**Extracted material:**
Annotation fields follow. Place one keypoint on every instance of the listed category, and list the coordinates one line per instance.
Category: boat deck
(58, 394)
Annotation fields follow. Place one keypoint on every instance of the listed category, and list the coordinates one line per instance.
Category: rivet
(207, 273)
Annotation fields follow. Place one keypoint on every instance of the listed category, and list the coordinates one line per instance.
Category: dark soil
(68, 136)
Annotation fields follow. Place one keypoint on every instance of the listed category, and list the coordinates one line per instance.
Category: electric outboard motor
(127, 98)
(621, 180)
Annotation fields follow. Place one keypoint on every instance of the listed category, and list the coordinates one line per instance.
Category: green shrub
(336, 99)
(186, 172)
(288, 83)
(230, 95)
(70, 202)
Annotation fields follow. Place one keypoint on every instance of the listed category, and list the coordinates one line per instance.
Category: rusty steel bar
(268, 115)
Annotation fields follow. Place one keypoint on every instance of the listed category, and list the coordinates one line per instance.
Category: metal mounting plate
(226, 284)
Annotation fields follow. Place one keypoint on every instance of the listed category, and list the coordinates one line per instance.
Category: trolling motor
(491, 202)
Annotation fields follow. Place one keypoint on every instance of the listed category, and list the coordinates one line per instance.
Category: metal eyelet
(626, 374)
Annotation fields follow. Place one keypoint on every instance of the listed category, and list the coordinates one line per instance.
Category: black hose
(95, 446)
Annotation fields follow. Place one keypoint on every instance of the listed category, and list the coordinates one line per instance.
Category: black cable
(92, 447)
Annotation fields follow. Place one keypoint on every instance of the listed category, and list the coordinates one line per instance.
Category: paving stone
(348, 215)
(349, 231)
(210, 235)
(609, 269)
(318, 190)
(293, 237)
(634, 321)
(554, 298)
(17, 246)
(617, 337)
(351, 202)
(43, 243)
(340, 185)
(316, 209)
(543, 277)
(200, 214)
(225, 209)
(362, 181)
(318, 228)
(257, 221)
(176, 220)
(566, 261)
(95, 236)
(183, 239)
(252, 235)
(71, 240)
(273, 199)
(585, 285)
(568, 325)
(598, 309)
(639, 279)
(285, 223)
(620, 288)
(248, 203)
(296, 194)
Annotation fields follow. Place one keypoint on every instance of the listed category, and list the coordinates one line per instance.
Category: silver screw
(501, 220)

**Work to do:**
Return the listing above in full, character for character.

**Result of the task:**
Annotation fields follow. Place one keypoint on every instance of the listed category, and list the coordinates one line per instance.
Category: boat deck
(58, 394)
Annotation fields follow. Place one keypoint on every instance of the listed category, and list the coordinates one line per instance.
Category: rivet
(207, 273)
Annotation fields follow. Place one keypoint on every instance of the listed category, and list the coordinates one line per instance.
Category: dark soil
(68, 136)
Annotation fields follow. Place one keypoint on every instance of the listed category, and list the coordinates one line per instance.
Category: electric outboard motor
(127, 98)
(621, 180)
Annotation fields follow. Place one keypoint on every instance of the listed category, and list the coordinates one line per instance.
Category: green shrub
(336, 99)
(186, 172)
(288, 83)
(230, 95)
(70, 202)
Annotation fields follow. Place one keypoint on every instance of the listed category, and list the coordinates one line per instance.
Category: rusty steel bar
(268, 115)
Annotation fields follow. Place one keypoint on every instance of the listed category, and list the coordinates one line per instance.
Category: metal mounting plate
(226, 284)
Annotation fields follow. Place one keypoint on every instance of the listed category, and list the coordinates one line per instance.
Category: trolling motor
(491, 202)
Annotation fields follow. Place one keypoint on every instance of the listed category, and list the coordinates one line per instance.
Category: metal eyelet
(626, 374)
Annotation fields follow. Place one keypoint on every instance of the listed category, and list the coordinates one line per instance.
Category: black hose
(95, 446)
Annotation fields follow. Place one keypoint on every instance of the listed category, and list the coordinates one line per instance.
Category: black cable
(92, 447)
Annotation fields follow. Place one keypoint on every instance of the listed category, and list the coordinates one line per instance.
Category: paving stone
(348, 215)
(349, 231)
(210, 235)
(609, 269)
(318, 190)
(293, 237)
(634, 321)
(554, 298)
(17, 246)
(617, 337)
(351, 202)
(43, 243)
(340, 185)
(316, 209)
(543, 277)
(200, 214)
(225, 209)
(362, 181)
(318, 228)
(257, 221)
(176, 220)
(566, 261)
(95, 236)
(183, 239)
(252, 235)
(71, 240)
(273, 199)
(585, 285)
(568, 325)
(598, 309)
(639, 279)
(285, 223)
(620, 288)
(248, 203)
(296, 194)
Annotation fields follow. Place one keypoint on every instance of the listed category, and list the coordinates one line per instance.
Category: silver screw
(501, 220)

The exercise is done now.